* About this task
Using the records below, filter for lines that contain the string "positive" and copy them out.

* Listed records
···

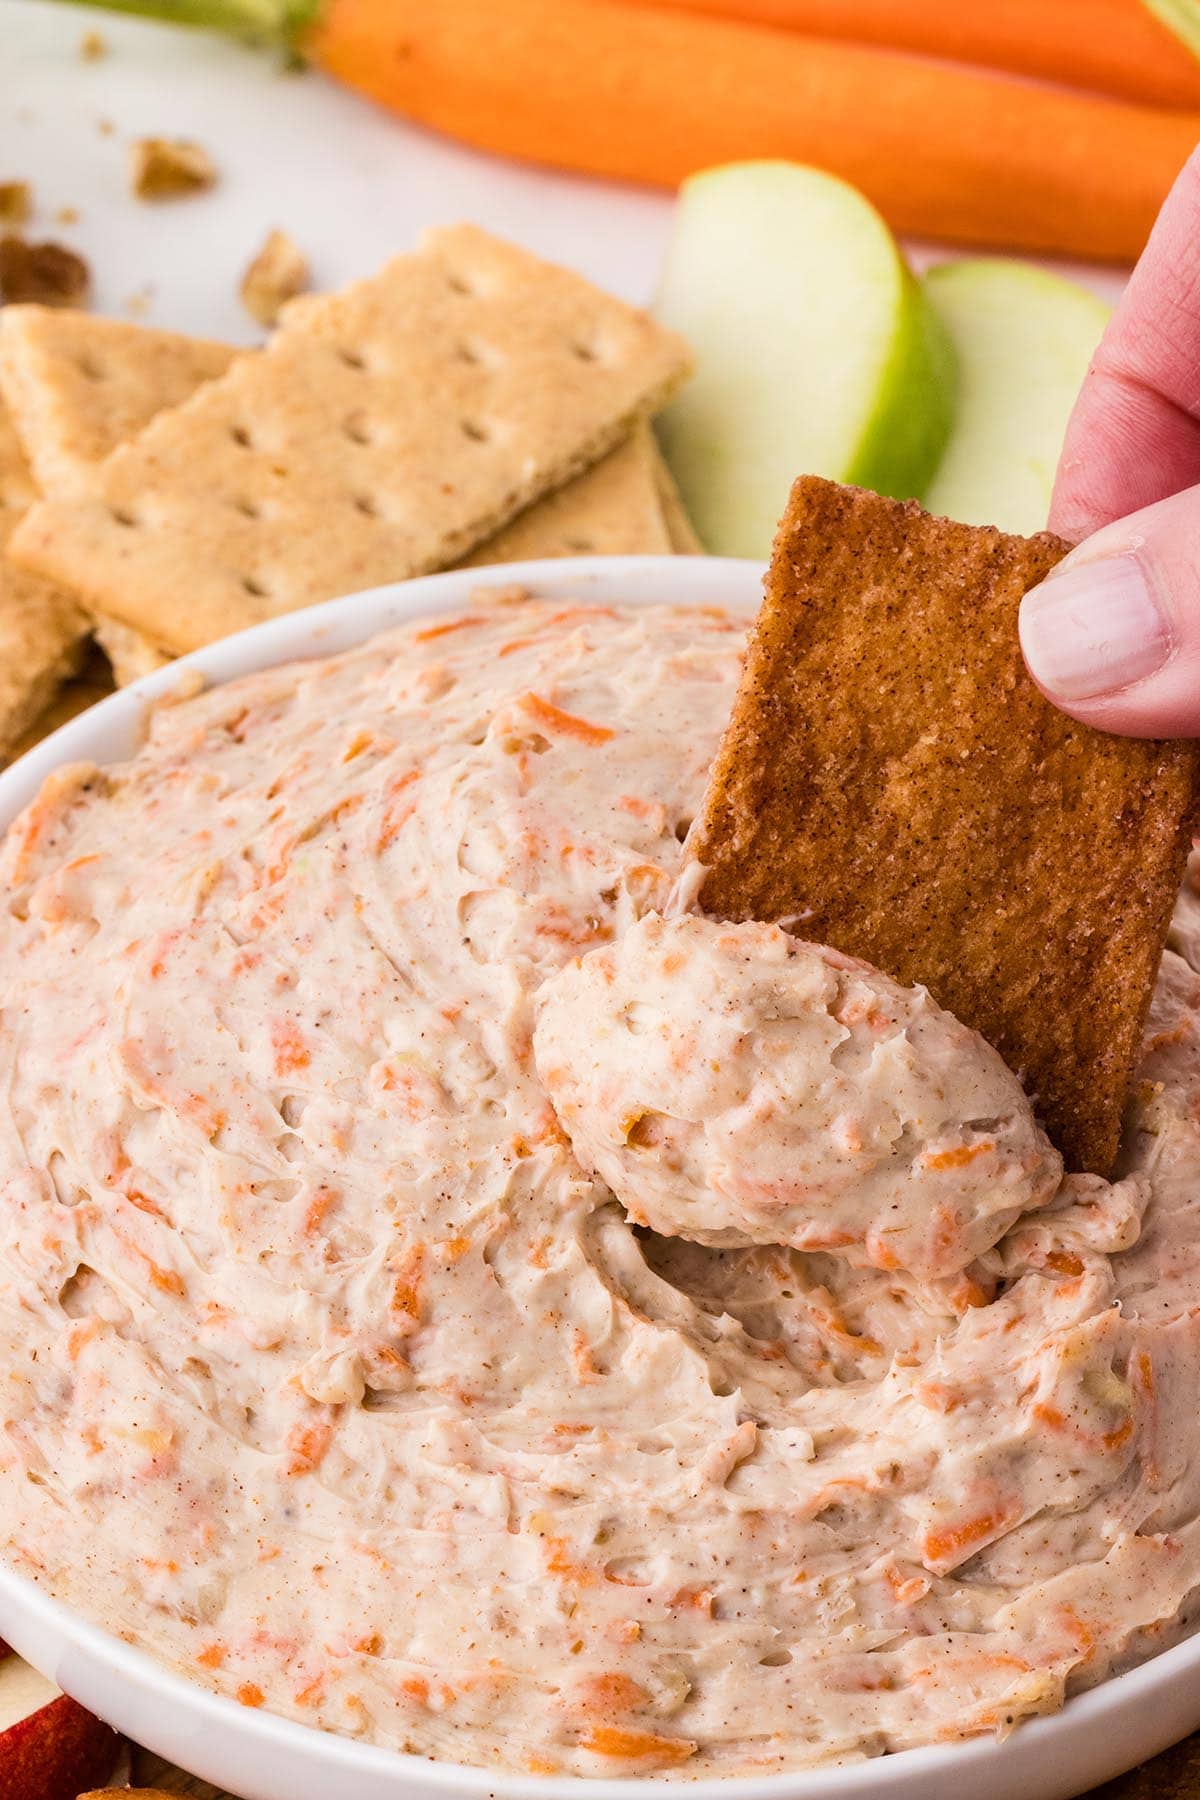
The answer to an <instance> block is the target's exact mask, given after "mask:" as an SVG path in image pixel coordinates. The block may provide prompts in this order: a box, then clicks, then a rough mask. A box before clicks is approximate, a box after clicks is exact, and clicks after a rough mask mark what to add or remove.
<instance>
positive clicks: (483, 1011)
mask: <svg viewBox="0 0 1200 1800" xmlns="http://www.w3.org/2000/svg"><path fill="white" fill-rule="evenodd" d="M452 277H453V279H452ZM475 277H479V279H482V274H479V272H473V270H466V268H462V270H461V268H446V270H443V274H441V275H439V281H443V279H444V283H446V306H448V308H452V310H455V308H470V306H471V304H473V302H471V301H470V297H464V295H462V293H459V290H457V288H455V283H457V281H462V283H468V284H470V281H471V279H475ZM587 347H594V346H587ZM342 349H345V351H351V349H353V346H335V344H331V346H329V353H331V356H336V355H340V351H342ZM585 360H587V358H585ZM743 641H745V621H743V619H739V617H732V616H730V614H729V612H725V610H721V608H718V610H716V612H711V610H696V608H657V607H646V608H633V607H603V608H599V607H588V605H587V603H585V601H576V599H572V598H570V596H563V598H561V599H551V601H540V599H513V601H511V603H506V605H498V603H493V601H491V599H489V598H488V596H486V594H482V592H480V594H479V596H477V598H473V599H471V605H470V608H468V610H466V612H462V614H450V616H446V617H437V619H430V621H419V623H416V625H408V626H401V628H398V630H394V632H389V634H385V635H383V637H380V639H376V641H372V643H367V644H362V646H360V648H356V650H351V652H347V653H344V655H336V657H331V659H326V661H309V662H304V664H302V668H300V670H299V671H295V670H266V671H263V673H259V675H252V677H248V679H246V680H243V682H234V684H230V686H227V688H214V689H210V691H207V693H200V695H196V697H194V698H189V700H182V702H178V704H173V706H169V707H160V709H157V711H153V713H151V716H149V722H148V731H146V742H144V743H142V747H140V749H139V751H137V754H135V756H133V760H131V761H128V763H124V765H117V767H113V769H108V770H104V774H103V776H99V774H97V772H95V770H74V772H72V770H63V772H61V774H59V776H56V778H54V779H52V781H50V785H49V787H47V788H45V790H43V794H41V796H38V799H36V801H34V805H32V806H31V808H27V812H25V814H23V815H22V819H18V821H16V823H14V826H13V830H11V832H9V835H7V839H5V842H4V846H2V848H0V882H2V884H4V886H5V889H7V893H5V895H4V905H0V1012H2V1019H0V1026H2V1030H0V1058H2V1060H4V1071H2V1091H4V1129H0V1345H4V1346H5V1350H4V1357H0V1555H2V1557H4V1561H5V1564H9V1566H13V1568H14V1570H16V1571H18V1573H27V1575H34V1577H36V1579H38V1582H40V1584H41V1586H43V1588H45V1591H49V1593H52V1595H56V1597H58V1598H61V1600H65V1602H68V1604H72V1606H74V1607H76V1609H77V1611H79V1613H81V1615H85V1616H90V1618H94V1620H97V1622H99V1624H103V1625H108V1627H110V1629H122V1625H124V1624H126V1622H128V1618H130V1616H135V1615H137V1620H139V1631H140V1634H142V1638H144V1643H146V1649H149V1651H151V1652H153V1654H155V1656H158V1658H162V1660H164V1661H166V1663H169V1665H173V1667H184V1669H187V1670H189V1672H191V1674H193V1678H194V1679H200V1681H203V1683H207V1685H209V1687H212V1688H214V1690H218V1692H221V1694H225V1696H228V1697H234V1699H237V1701H241V1705H245V1706H254V1708H259V1706H261V1708H266V1710H270V1712H272V1714H279V1715H284V1717H293V1719H300V1721H304V1723H308V1724H311V1726H317V1728H320V1730H327V1732H349V1733H353V1735H356V1737H360V1739H363V1741H367V1742H378V1744H381V1746H390V1748H407V1750H414V1751H417V1753H421V1755H430V1757H448V1755H450V1757H453V1760H459V1762H466V1764H475V1766H480V1768H486V1769H489V1771H495V1769H509V1771H516V1773H518V1775H533V1773H538V1775H543V1777H547V1778H551V1780H554V1778H560V1777H561V1778H565V1777H592V1778H594V1777H622V1778H630V1777H653V1775H671V1777H676V1778H682V1780H693V1778H714V1780H716V1778H723V1777H732V1775H761V1773H779V1771H784V1769H797V1768H804V1766H810V1764H820V1762H828V1760H831V1759H833V1760H847V1759H851V1760H853V1759H862V1757H871V1755H878V1753H880V1748H882V1746H885V1744H900V1742H903V1744H909V1742H941V1741H955V1739H963V1737H970V1735H979V1733H984V1732H1007V1730H1011V1728H1013V1726H1016V1724H1020V1721H1022V1719H1024V1717H1025V1715H1029V1714H1038V1712H1045V1710H1047V1708H1049V1706H1052V1705H1058V1701H1060V1699H1061V1696H1063V1692H1070V1690H1072V1688H1074V1687H1076V1685H1081V1683H1083V1681H1088V1679H1096V1678H1097V1674H1099V1672H1101V1669H1105V1670H1106V1669H1108V1667H1121V1665H1123V1663H1126V1661H1132V1660H1135V1658H1137V1656H1142V1654H1146V1651H1148V1647H1151V1645H1153V1643H1155V1642H1164V1643H1166V1642H1169V1640H1171V1634H1173V1633H1175V1631H1177V1622H1178V1620H1180V1618H1182V1616H1193V1613H1195V1606H1196V1598H1198V1597H1200V1456H1196V1454H1195V1444H1193V1436H1195V1431H1196V1427H1195V1424H1193V1418H1195V1411H1196V1408H1195V1386H1196V1370H1198V1368H1200V1255H1198V1253H1196V1242H1198V1238H1196V1195H1198V1193H1200V1066H1198V1064H1196V1058H1195V1044H1196V1040H1198V1033H1196V1021H1198V1019H1200V967H1198V968H1195V970H1193V967H1191V963H1189V959H1187V958H1189V956H1191V958H1195V961H1196V965H1200V952H1196V950H1195V945H1196V941H1200V934H1198V932H1196V929H1195V916H1196V914H1195V909H1196V893H1200V859H1196V864H1198V868H1196V869H1193V891H1191V893H1189V895H1186V896H1184V902H1182V904H1180V907H1182V909H1180V914H1178V920H1177V931H1175V934H1173V940H1171V941H1173V943H1178V945H1180V950H1178V952H1177V950H1171V952H1168V956H1166V958H1164V965H1162V976H1160V981H1159V992H1157V997H1155V1006H1153V1015H1151V1019H1150V1026H1148V1035H1146V1044H1148V1049H1146V1055H1144V1062H1142V1066H1141V1069H1139V1073H1137V1078H1135V1082H1133V1087H1132V1098H1130V1127H1128V1134H1126V1141H1124V1148H1123V1157H1121V1163H1119V1168H1121V1170H1123V1177H1121V1179H1119V1181H1114V1183H1106V1181H1099V1179H1096V1177H1090V1175H1070V1174H1065V1172H1063V1166H1061V1161H1060V1157H1058V1154H1056V1150H1054V1147H1052V1145H1051V1143H1049V1141H1047V1138H1045V1134H1043V1132H1042V1129H1040V1125H1038V1118H1036V1112H1034V1107H1033V1105H1031V1102H1029V1096H1027V1094H1025V1093H1024V1089H1022V1085H1020V1082H1018V1080H1016V1078H1015V1075H1013V1073H1011V1071H1009V1069H1007V1067H1006V1066H1004V1064H1002V1062H1000V1060H999V1057H995V1055H993V1051H991V1049H990V1048H988V1046H986V1044H984V1042H982V1040H981V1039H977V1037H975V1035H973V1033H970V1031H966V1030H964V1028H963V1026H961V1024H959V1022H957V1021H954V1019H950V1017H948V1015H946V1013H945V1012H941V1010H939V1008H937V1004H936V1003H934V999H932V997H930V995H928V994H925V992H923V990H918V988H903V986H900V985H898V983H894V981H891V979H889V976H887V974H885V972H880V970H874V968H869V967H867V965H862V963H856V961H853V959H851V958H846V956H840V954H838V952H837V950H833V949H828V947H822V945H813V943H804V941H802V940H801V938H799V936H795V934H792V932H786V931H783V929H781V927H775V925H766V923H752V922H750V923H739V922H732V920H720V922H714V920H707V918H703V916H702V914H698V913H694V911H687V909H685V898H687V878H685V880H684V882H682V884H680V886H678V887H676V884H678V878H680V873H684V875H685V869H684V868H682V864H684V846H682V841H684V839H685V837H687V830H689V823H691V821H693V819H696V817H698V814H700V805H702V797H703V785H705V779H707V772H709V767H711V765H712V758H714V752H716V747H718V743H720V738H721V733H723V729H725V722H727V718H729V713H730V704H732V697H734V689H736V684H738V679H739V659H741V646H743ZM966 873H968V875H970V871H966ZM801 931H802V925H801ZM1034 976H1036V972H1034ZM5 1359H7V1363H5Z"/></svg>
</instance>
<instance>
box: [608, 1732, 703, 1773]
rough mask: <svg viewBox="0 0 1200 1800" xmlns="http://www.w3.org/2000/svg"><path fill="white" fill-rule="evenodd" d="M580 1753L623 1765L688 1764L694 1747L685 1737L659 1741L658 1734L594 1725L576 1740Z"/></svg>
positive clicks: (659, 1735)
mask: <svg viewBox="0 0 1200 1800" xmlns="http://www.w3.org/2000/svg"><path fill="white" fill-rule="evenodd" d="M579 1744H581V1748H583V1750H590V1751H594V1755H597V1757H619V1759H621V1760H622V1762H658V1764H662V1766H664V1768H666V1766H669V1764H671V1762H687V1759H689V1757H691V1755H693V1753H694V1750H696V1746H694V1744H693V1741H691V1739H687V1737H660V1735H658V1733H657V1732H622V1730H619V1728H617V1726H613V1724H594V1726H590V1730H587V1732H585V1733H583V1737H581V1739H579Z"/></svg>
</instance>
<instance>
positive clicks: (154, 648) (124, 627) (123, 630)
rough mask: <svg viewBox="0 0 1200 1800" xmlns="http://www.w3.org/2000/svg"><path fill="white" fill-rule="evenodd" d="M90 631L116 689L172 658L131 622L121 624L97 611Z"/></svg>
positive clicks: (153, 668) (140, 676) (159, 665)
mask: <svg viewBox="0 0 1200 1800" xmlns="http://www.w3.org/2000/svg"><path fill="white" fill-rule="evenodd" d="M94 632H95V641H97V644H99V646H101V650H103V652H104V655H106V659H108V666H110V668H112V671H113V680H115V682H117V686H119V688H128V686H130V682H131V680H140V679H142V675H157V673H158V670H164V668H166V666H167V662H173V661H175V659H173V655H171V652H169V650H160V648H158V644H155V643H151V639H149V637H144V635H142V632H135V630H133V626H131V625H122V623H121V619H106V617H104V614H101V612H97V616H95V619H94Z"/></svg>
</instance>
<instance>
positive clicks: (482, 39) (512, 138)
mask: <svg viewBox="0 0 1200 1800" xmlns="http://www.w3.org/2000/svg"><path fill="white" fill-rule="evenodd" d="M304 43H306V49H308V52H309V54H311V56H313V58H315V59H317V61H318V63H320V65H322V67H324V68H327V70H329V72H331V74H333V76H338V77H340V79H342V81H347V83H351V85H353V86H358V88H362V90H363V92H367V94H371V95H374V97H376V99H378V101H381V103H385V104H389V106H392V108H396V110H398V112H401V113H405V115H407V117H410V119H416V121H419V122H421V124H426V126H434V128H435V130H439V131H446V133H450V135H452V137H459V139H462V140H466V142H468V144H475V146H479V148H480V149H489V151H498V153H500V155H509V157H522V158H527V160H533V162H543V164H551V166H558V167H569V169H583V171H587V173H590V175H606V176H615V178H619V180H630V182H648V184H658V185H664V187H675V185H676V184H678V182H680V180H682V178H684V176H687V175H693V173H694V171H696V169H703V167H711V166H712V164H720V162H732V160H741V158H747V157H788V158H793V160H799V162H811V164H817V166H820V167H824V169H829V171H833V173H835V175H840V176H842V178H846V180H849V182H853V184H855V185H856V187H860V189H862V191H864V193H865V194H867V196H869V198H871V200H873V202H874V203H876V205H878V207H880V211H882V212H883V216H885V218H887V220H889V221H891V225H892V227H894V229H898V230H905V232H914V234H919V236H928V238H950V239H955V241H959V243H981V245H1004V247H1011V248H1024V250H1047V252H1061V254H1069V256H1083V257H1097V259H1108V261H1133V259H1135V256H1137V254H1139V250H1141V247H1142V243H1144V241H1146V234H1148V230H1150V225H1151V221H1153V218H1155V212H1157V209H1159V205H1160V202H1162V200H1164V196H1166V193H1168V187H1169V185H1171V180H1173V178H1175V175H1177V173H1178V169H1180V166H1182V164H1184V160H1186V158H1187V155H1189V151H1191V149H1193V146H1195V144H1196V140H1198V139H1200V112H1196V113H1173V112H1155V110H1151V108H1148V106H1133V104H1128V103H1124V101H1114V99H1101V97H1094V95H1083V94H1072V92H1063V90H1058V88H1051V86H1045V85H1042V83H1033V81H1015V79H1011V77H1007V76H997V74H986V72H982V70H975V68H963V67H957V65H945V63H934V61H930V59H927V58H919V56H909V54H903V52H894V50H880V49H869V47H864V45H849V43H831V41H828V40H820V38H802V36H799V34H793V32H779V31H774V29H770V27H765V25H747V23H739V22H730V20H720V18H696V16H689V14H684V13H669V11H658V9H649V7H646V9H642V7H633V5H628V4H622V0H504V5H497V4H495V0H437V4H435V5H430V4H428V0H389V4H381V0H326V5H324V11H322V14H320V16H318V20H317V22H315V25H313V27H311V29H309V31H308V34H306V38H304Z"/></svg>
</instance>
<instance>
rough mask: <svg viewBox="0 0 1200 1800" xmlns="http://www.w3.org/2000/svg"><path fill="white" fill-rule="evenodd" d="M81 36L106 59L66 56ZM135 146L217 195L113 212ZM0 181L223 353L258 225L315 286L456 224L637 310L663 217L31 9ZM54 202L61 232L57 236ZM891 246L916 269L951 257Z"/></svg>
mask: <svg viewBox="0 0 1200 1800" xmlns="http://www.w3.org/2000/svg"><path fill="white" fill-rule="evenodd" d="M428 4H430V5H435V4H437V0H428ZM495 4H497V5H498V7H502V5H504V0H495ZM85 31H101V34H103V36H104V40H106V43H108V47H110V49H108V56H104V58H103V59H99V61H85V59H83V58H81V56H79V40H81V36H83V34H85ZM104 124H108V126H112V130H110V131H108V133H104V130H103V126H104ZM142 135H164V137H194V139H198V140H200V142H201V144H203V146H205V148H207V149H209V153H210V155H212V158H214V160H216V164H218V167H219V173H221V180H219V184H218V187H216V189H214V191H212V193H209V194H203V196H198V198H189V200H180V202H167V203H157V205H149V203H144V202H137V200H133V196H131V194H130V187H128V144H130V139H135V137H142ZM0 180H27V182H31V184H32V187H34V194H36V202H38V212H36V218H34V221H32V223H31V227H29V229H31V232H32V234H38V236H41V234H45V236H50V238H56V239H59V241H63V243H68V245H72V247H76V248H79V250H81V252H83V254H85V256H86V257H88V261H90V265H92V274H94V306H95V310H97V311H106V313H126V315H131V317H140V319H144V320H146V322H149V324H164V326H171V328H175V329H180V331H198V333H205V335H210V337H223V338H228V340H234V342H252V340H254V338H255V335H257V328H255V326H254V322H252V320H250V319H248V317H246V315H245V311H243V310H241V306H239V302H237V297H236V288H237V279H239V275H241V270H243V266H245V265H246V261H248V259H250V256H252V254H254V252H255V250H257V248H259V245H261V241H263V238H264V234H266V230H268V229H270V227H272V225H279V227H282V229H284V230H288V232H290V234H291V236H293V238H295V241H297V243H299V245H300V248H302V250H304V252H306V254H308V257H309V261H311V268H313V284H315V286H317V288H333V286H338V284H340V283H344V281H347V279H353V277H356V275H365V274H369V272H371V270H374V268H376V266H378V265H380V261H381V259H383V257H385V256H389V254H390V252H394V250H401V248H407V247H408V245H410V243H412V241H414V238H416V236H417V232H419V230H421V229H423V227H425V225H432V223H446V221H450V220H457V218H471V220H477V221H480V223H486V225H488V227H489V229H493V230H497V232H500V234H507V236H511V238H515V239H518V241H520V243H525V245H529V248H533V250H536V252H540V254H543V256H549V257H554V259H558V261H563V263H569V265H572V266H574V268H578V270H581V272H583V274H585V275H590V277H592V279H594V281H597V283H601V284H603V286H606V288H610V290H612V292H615V293H619V295H622V297H624V299H630V301H635V302H646V301H649V299H651V295H653V290H655V277H657V268H658V261H660V254H662V247H664V243H666V234H667V229H669V218H671V202H669V198H667V196H664V194H657V193H649V191H640V189H631V187H619V185H613V184H606V182H587V180H578V178H574V176H556V175H551V173H547V171H540V169H529V167H522V166H518V164H509V162H500V160H495V158H489V157H480V155H475V153H471V151H466V149H461V148H457V146H455V144H450V142H446V140H443V139H437V137H434V135H430V133H426V131H419V130H416V128H410V126H405V124H403V122H399V121H396V119H392V117H389V115H387V113H383V112H380V110H376V108H374V106H371V104H369V103H367V101H362V99H358V97H356V95H354V94H351V92H347V90H342V88H338V86H335V85H333V83H329V81H326V79H324V77H322V76H318V74H313V72H288V70H284V68H282V65H281V58H279V56H272V54H270V52H264V50H250V49H245V47H241V45H236V43H230V41H225V40H219V38H214V36H207V34H203V32H191V31H182V29H173V27H166V25H155V23H146V22H142V20H130V18H117V16H106V14H103V13H97V11H92V9H85V7H68V5H58V4H50V0H0ZM61 207H72V209H76V211H77V212H79V220H77V223H58V221H56V212H58V211H59V209H61ZM910 248H912V257H914V263H916V265H918V266H925V265H927V263H928V261H930V259H932V261H937V259H945V257H946V256H950V254H954V252H952V250H948V248H936V250H930V248H927V247H919V245H916V247H910ZM1056 266H1061V268H1069V265H1056ZM1072 272H1074V274H1079V275H1081V277H1083V279H1085V281H1087V283H1088V286H1094V288H1096V290H1097V292H1099V293H1103V295H1105V297H1106V299H1114V297H1115V295H1117V293H1119V290H1121V275H1119V272H1114V270H1072ZM131 306H133V308H135V310H133V311H130V310H131Z"/></svg>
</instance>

···

* Exercise solution
positive clicks: (483, 1011)
positive clicks: (659, 1735)
positive clicks: (154, 648) (124, 627) (123, 630)
positive clicks: (153, 668) (140, 676) (159, 665)
positive clicks: (482, 39) (512, 138)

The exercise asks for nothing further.